## BEREITGESTELLTE DATEN

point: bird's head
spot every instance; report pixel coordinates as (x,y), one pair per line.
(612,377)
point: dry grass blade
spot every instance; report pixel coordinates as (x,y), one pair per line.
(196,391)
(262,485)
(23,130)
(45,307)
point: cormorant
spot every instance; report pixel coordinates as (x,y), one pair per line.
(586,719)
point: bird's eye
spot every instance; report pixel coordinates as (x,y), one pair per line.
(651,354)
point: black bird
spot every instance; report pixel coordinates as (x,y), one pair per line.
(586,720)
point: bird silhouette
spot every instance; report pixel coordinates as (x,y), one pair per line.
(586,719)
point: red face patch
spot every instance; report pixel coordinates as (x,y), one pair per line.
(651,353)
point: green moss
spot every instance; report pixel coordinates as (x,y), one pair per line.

## AUFGABENSTELLUNG
Gib die Daten erneut wieder und ersetze darin überall „pixel coordinates“ durch „image coordinates“, ohne sonst etwas zu verändern.

## LÖSUNG DER AUFGABE
point: bird's head
spot every instance; report image coordinates as (x,y), one pair per line.
(612,377)
point: dry grass blade
spot every instance; report image coordinates as (x,y), one pair per line.
(196,391)
(262,485)
(23,130)
(45,307)
point: cormorant
spot every instance; report image coordinates as (x,y), one pair per line.
(586,719)
point: bird's eye
spot every instance; report image coordinates as (x,y), one pair per line.
(651,354)
point: black bird
spot every instance; report image coordinates as (x,y), one pair per line.
(586,720)
point: bird silhouette
spot every instance; report image coordinates as (x,y), one pair per line.
(586,719)
point: red face patch
spot every instance; report image coordinates as (x,y), one pair per line.
(651,353)
point: green moss
spot every instance; report image coordinates as (x,y), one pair per line.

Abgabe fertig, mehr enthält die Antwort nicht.